(Source information Opens)

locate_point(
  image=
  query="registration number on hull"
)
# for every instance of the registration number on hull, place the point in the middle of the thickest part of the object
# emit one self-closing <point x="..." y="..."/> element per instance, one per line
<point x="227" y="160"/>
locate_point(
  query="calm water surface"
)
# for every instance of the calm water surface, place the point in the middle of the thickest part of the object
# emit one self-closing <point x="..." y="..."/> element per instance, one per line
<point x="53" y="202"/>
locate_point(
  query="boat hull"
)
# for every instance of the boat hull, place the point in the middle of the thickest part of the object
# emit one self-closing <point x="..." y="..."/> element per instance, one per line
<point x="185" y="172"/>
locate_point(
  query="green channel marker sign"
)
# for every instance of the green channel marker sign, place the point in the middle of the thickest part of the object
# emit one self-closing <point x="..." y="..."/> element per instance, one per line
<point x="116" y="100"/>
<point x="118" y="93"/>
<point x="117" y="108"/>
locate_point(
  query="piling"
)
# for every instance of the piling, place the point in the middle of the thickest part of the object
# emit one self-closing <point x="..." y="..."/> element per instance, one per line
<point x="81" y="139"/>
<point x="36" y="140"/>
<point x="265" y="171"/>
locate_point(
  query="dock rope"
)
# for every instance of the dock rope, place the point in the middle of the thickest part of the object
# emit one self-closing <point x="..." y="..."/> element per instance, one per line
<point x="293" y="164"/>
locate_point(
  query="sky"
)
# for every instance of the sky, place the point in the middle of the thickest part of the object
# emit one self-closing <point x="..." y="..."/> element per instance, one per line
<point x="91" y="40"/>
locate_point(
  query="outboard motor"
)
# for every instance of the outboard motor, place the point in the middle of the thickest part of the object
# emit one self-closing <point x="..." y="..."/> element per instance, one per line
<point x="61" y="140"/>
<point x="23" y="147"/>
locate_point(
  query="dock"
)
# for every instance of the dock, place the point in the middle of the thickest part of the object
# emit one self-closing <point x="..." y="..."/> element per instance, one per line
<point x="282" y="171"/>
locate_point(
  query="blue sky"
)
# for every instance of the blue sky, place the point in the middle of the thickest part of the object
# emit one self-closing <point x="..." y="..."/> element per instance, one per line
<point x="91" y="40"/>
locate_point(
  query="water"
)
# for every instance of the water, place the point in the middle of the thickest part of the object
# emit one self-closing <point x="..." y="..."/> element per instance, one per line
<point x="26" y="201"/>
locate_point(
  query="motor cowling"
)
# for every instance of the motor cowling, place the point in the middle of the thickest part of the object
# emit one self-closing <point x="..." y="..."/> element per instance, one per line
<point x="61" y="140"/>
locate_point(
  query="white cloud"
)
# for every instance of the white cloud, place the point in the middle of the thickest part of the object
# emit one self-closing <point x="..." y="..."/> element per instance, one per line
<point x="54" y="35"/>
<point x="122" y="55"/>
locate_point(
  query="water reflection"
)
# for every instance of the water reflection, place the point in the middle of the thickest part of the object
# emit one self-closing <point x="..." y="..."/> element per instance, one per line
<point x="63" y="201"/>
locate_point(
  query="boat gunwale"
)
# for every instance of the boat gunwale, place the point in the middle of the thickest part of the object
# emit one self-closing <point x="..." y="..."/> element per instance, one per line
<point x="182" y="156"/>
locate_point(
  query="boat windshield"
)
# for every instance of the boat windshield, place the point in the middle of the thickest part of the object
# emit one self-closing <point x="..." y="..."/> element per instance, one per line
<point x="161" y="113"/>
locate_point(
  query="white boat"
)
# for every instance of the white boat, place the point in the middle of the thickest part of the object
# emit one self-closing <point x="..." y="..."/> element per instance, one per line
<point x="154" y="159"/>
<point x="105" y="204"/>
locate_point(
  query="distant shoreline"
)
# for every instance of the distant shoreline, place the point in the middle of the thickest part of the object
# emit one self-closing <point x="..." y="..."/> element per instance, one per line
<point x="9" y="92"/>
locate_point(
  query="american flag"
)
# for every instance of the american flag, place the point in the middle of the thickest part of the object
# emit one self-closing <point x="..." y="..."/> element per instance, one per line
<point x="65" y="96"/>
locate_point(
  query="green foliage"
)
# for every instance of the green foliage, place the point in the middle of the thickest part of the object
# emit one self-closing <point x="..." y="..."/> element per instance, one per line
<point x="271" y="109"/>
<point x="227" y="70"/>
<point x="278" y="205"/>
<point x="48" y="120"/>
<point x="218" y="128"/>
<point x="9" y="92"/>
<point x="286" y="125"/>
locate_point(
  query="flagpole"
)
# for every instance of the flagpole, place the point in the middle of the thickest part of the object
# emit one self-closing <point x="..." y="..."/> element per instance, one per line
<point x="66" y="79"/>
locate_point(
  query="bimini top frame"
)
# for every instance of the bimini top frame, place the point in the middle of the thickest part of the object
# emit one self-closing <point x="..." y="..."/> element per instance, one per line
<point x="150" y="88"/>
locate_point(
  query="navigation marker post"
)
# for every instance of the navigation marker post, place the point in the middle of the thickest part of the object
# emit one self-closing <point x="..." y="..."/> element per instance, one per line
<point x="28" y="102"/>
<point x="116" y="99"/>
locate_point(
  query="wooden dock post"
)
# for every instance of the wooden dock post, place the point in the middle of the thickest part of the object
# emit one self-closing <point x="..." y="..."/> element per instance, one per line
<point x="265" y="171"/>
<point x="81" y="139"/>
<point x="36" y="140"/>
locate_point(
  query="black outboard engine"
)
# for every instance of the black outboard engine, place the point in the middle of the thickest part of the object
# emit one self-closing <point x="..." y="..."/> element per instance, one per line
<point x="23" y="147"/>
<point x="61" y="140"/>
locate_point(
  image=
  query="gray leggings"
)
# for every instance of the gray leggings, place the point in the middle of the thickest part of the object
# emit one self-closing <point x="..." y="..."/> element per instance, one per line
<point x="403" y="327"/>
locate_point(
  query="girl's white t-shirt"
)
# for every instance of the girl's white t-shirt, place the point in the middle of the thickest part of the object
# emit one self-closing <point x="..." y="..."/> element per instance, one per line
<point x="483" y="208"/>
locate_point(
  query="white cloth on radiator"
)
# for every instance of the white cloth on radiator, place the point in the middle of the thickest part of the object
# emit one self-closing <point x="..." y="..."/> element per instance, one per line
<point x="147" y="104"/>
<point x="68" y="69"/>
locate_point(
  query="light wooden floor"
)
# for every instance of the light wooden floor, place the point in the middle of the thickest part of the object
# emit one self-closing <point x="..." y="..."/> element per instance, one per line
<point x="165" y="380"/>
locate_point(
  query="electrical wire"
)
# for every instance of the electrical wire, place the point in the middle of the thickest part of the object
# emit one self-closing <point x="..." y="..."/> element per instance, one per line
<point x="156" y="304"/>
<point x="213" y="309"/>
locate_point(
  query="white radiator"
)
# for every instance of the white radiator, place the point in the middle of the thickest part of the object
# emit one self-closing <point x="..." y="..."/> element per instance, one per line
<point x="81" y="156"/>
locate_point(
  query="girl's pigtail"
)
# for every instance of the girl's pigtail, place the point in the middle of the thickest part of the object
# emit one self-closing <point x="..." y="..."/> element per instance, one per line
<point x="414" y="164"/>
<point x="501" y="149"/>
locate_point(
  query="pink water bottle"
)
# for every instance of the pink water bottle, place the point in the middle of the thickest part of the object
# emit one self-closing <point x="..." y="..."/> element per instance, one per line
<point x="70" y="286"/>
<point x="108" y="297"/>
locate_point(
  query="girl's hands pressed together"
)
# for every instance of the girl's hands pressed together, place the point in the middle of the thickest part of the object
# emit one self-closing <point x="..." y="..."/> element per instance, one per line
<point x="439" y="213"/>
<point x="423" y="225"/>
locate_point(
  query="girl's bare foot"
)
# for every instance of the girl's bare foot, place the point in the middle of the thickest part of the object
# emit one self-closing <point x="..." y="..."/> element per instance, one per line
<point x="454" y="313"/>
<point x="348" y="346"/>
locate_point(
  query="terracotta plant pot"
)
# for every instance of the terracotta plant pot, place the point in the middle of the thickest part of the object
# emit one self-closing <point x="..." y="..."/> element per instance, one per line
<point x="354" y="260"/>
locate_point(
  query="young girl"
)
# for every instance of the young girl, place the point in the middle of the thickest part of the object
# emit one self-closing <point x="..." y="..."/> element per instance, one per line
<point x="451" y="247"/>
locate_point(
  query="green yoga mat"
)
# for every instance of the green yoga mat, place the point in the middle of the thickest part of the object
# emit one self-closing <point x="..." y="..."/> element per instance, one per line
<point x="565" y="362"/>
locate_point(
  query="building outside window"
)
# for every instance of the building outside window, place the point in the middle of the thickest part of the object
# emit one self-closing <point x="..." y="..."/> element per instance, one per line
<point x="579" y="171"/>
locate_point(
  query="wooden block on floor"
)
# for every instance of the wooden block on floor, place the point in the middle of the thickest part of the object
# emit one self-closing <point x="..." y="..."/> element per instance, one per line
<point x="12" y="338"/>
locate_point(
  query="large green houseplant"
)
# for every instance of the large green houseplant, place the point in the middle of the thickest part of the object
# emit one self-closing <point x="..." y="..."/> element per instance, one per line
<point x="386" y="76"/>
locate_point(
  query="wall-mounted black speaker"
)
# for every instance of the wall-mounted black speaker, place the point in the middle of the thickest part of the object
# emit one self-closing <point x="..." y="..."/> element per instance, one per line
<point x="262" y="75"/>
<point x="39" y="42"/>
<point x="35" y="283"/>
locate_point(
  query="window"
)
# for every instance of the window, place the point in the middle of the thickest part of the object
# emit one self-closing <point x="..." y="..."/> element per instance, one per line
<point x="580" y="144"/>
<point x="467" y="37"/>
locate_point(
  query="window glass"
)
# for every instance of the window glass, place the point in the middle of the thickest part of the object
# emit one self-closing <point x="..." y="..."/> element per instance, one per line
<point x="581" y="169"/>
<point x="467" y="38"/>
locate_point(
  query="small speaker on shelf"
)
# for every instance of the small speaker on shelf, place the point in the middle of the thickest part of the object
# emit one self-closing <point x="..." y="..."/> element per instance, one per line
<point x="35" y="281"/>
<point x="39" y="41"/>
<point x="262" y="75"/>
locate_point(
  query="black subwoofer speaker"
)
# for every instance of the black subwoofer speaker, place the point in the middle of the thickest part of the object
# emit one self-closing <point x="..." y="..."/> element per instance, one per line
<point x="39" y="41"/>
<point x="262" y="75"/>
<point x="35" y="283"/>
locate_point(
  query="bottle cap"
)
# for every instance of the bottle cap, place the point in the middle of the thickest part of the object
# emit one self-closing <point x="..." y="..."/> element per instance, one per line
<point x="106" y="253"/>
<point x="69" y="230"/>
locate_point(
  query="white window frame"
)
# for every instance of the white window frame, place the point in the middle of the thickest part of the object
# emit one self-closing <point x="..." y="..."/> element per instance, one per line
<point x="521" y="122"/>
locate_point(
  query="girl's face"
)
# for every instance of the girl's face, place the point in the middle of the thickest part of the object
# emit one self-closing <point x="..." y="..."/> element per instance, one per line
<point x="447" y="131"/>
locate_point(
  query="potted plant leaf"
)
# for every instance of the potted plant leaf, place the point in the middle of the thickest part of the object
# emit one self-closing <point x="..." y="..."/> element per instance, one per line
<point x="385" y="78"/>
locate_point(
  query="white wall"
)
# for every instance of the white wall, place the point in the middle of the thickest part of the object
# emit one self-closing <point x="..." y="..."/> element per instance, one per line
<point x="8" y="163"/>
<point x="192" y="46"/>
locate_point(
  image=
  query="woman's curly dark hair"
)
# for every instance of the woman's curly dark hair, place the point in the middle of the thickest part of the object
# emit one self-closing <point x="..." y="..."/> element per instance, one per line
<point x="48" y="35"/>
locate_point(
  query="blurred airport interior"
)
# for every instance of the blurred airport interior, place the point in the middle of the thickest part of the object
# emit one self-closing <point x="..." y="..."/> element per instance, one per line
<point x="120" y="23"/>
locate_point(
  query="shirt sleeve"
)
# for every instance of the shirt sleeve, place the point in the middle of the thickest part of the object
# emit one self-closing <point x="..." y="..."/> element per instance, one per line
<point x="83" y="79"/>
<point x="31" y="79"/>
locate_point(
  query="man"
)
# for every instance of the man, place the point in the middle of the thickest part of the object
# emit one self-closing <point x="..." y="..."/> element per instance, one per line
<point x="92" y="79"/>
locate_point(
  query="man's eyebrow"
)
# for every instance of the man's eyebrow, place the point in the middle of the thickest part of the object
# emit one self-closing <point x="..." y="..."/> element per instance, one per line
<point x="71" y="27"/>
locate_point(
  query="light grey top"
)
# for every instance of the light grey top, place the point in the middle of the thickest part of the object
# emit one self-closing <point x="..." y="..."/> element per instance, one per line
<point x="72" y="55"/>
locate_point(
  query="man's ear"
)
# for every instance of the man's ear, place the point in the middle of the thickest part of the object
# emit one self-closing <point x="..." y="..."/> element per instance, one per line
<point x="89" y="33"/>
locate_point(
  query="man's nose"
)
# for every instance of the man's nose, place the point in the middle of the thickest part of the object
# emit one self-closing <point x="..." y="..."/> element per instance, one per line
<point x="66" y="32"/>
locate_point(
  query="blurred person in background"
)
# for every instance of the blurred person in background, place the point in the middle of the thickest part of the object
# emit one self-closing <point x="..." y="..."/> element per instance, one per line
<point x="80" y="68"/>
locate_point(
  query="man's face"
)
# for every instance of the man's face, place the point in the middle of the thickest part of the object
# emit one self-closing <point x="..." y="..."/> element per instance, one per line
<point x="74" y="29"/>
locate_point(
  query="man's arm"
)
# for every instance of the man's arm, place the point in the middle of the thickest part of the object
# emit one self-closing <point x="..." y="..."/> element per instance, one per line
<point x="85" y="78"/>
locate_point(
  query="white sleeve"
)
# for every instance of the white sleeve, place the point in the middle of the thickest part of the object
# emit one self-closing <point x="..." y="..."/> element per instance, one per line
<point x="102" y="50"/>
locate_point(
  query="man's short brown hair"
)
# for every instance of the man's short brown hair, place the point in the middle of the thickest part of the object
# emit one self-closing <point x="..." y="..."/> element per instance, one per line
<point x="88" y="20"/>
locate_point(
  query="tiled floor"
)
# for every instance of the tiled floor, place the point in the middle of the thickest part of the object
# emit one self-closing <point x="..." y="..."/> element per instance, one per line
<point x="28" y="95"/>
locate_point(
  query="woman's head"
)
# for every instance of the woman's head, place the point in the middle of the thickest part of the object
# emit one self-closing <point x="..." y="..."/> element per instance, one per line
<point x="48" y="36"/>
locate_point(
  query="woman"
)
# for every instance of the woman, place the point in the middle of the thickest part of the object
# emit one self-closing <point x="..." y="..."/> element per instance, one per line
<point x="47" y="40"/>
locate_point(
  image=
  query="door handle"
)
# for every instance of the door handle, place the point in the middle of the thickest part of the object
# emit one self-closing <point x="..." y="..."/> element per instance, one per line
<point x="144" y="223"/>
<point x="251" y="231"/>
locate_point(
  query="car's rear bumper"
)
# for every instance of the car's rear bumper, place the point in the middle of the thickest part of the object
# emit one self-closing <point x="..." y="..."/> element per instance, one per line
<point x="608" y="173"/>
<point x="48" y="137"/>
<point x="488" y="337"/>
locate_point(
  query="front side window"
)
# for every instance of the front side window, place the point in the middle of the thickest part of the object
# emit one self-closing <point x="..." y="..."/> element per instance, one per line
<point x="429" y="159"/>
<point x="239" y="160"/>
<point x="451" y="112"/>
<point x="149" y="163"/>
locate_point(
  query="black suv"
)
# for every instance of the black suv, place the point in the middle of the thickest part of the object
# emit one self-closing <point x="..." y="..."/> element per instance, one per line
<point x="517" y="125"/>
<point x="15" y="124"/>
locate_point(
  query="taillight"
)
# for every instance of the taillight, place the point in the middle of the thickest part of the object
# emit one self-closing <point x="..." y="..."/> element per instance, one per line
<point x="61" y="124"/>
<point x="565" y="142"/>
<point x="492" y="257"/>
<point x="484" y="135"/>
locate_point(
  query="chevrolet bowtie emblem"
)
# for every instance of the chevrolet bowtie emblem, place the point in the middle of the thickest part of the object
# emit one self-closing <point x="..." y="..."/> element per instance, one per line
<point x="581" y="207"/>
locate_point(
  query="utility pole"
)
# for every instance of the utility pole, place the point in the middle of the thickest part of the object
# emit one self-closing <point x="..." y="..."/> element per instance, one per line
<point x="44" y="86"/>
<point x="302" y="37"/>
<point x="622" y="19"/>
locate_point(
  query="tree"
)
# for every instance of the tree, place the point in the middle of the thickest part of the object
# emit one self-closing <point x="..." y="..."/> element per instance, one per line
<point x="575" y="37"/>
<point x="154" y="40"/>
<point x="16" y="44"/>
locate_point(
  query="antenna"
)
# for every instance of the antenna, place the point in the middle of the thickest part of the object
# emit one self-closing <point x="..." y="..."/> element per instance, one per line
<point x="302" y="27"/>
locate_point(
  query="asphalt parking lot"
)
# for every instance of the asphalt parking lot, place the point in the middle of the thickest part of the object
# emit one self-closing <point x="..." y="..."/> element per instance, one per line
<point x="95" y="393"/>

(Source information Closes)

■ Task statement
Search the data above for lines holding "boat" and copy each of them.

■ Solved exercise
  query="boat hull"
# for every instance of the boat hull, place the point in the middle of the thickest part of the object
  query="boat gunwale"
# for every instance of the boat gunwale, place the point in the middle of the thickest part of the object
  query="boat windshield"
# for every instance of the boat windshield, place the point in the middle of the thickest part of the object
  query="white boat"
# for every instance of the white boat, place the point in the middle of the thickest part of the object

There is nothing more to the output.